■ **YOUR TASKS**
• 1. Rewrite the stretch from "NHL agent Allan" through "Journal’s David Schoen." in the passage on the NHL concussion spotter protocol, putting "criticized" in place of "blasted".
• 2. Write the next part of the article about agent Allan Walsh's criticism of the NHL concussion spotter protocol, continuing from its final sentence.
--- GIVEN PASSAGE ---
NHL agent Allan Walsh blasted the league Friday over the NHL’s concussion spotter protocol, referring it to a public relations spin to pretend to show the league cares about player safety. The agent, who happens to have Vegas Golden Knights’ goaltender Marc-Andre Fleury as a client, elabortated further in an interview with the Las Vegas Review Journal’s David Schoen.
“I just want to be very clear,” said Walsh to the RJ the following day. “I am not in any way, what I said yesterday, referencing any specific client or in any way referencing any specific club. It is the league-wide implementation of the concussion spotter protocol that I am criticizing because it is not being applied properly. And, like I said, the way the NHL is allowing players to remain in games is a joke.”
Fleury has been on injured reserve for two weeks already, since Oct. 15, with concussion-related symptoms after he was kneed in the head by Detroit’s Anthony Mantha. Schoen writes that the Golden Knights have said that Fleury passed all the in-game tests, but showed concussion symptoms after the game. Since then, there have been no updates suggesting he may come back soon. Coincidentally, Walsh’s comments on Friday came 30 minutes after Vegas head coach Gerard Gallant announced that Fleury would not accompany the team for the start of their six-game road trip.
--- DATA PROVIDED ---
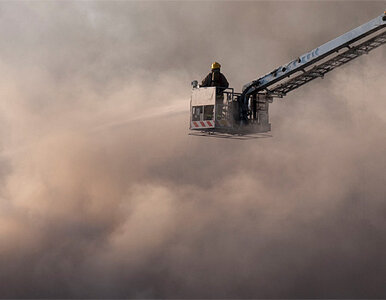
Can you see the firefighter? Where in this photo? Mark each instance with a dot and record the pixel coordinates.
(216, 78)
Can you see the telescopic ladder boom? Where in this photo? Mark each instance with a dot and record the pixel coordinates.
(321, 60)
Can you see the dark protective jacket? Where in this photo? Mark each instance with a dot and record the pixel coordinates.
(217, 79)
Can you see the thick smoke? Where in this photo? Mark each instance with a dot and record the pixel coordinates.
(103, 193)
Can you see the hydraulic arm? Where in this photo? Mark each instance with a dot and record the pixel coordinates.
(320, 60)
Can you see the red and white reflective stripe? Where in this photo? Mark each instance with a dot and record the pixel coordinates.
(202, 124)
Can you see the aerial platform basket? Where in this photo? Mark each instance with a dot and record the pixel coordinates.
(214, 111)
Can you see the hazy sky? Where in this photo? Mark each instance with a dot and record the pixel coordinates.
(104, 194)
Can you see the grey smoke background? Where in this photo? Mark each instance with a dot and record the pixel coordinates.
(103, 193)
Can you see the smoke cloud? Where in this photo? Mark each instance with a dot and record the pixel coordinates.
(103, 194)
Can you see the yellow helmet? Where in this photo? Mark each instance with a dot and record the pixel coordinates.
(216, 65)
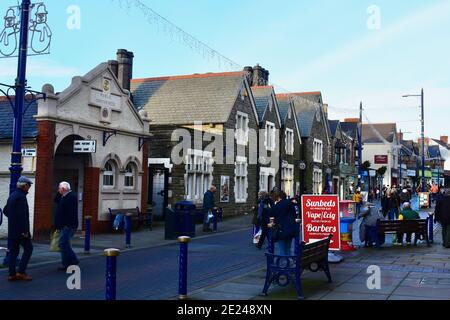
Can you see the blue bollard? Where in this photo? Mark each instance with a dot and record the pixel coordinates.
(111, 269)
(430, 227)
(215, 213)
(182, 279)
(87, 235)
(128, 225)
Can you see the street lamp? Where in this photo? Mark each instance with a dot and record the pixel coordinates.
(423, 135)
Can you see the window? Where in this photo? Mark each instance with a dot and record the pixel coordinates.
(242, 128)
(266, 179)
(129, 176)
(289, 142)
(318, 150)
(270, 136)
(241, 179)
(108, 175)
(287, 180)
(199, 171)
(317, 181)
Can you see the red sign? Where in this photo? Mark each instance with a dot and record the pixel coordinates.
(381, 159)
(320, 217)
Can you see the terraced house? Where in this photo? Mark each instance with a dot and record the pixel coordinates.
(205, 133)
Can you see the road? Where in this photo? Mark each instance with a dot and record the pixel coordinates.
---
■ **ANSWERS FOR EACH ITEM**
• 1.
NHL agent Allan Walsh criticized the league Friday over the NHL’s concussion spotter protocol, referring it to a public relations spin to pretend to show the league cares about player safety. The agent, who happens to have Vegas Golden Knights’ goaltender Marc-Andre Fleury as a client, elabortated further in an interview with the Las Vegas Review Journal’s David Schoen.

• 2.
The comments from Walsh also might be more relevant after a recent injury to Los Angeles Kings goaltender Jonathan Quick, who took an inadvertent blow to the head from teammate Derek Forbort. The Hockey News’ Ken Campbell wrote a story last week detailing that teams have too much leverage and power when it comes to determining whether their players should come out for the game, referring to Quick’s experience. He cites that the league representative informed the NHL home office of the injury, but it took three play stoppages before Quick was taken off the ice with 1:14 remaining in the period and went down the tunnel into a quiet room, but returned seconds later and returned to his place in the crease during that same stoppage. However, before play started, he was removed again. This time backup Darcy Kuemper took his place in the net and played for 36 seconds before play was stopped and Quick came back and finished out the period’s final 35 seconds.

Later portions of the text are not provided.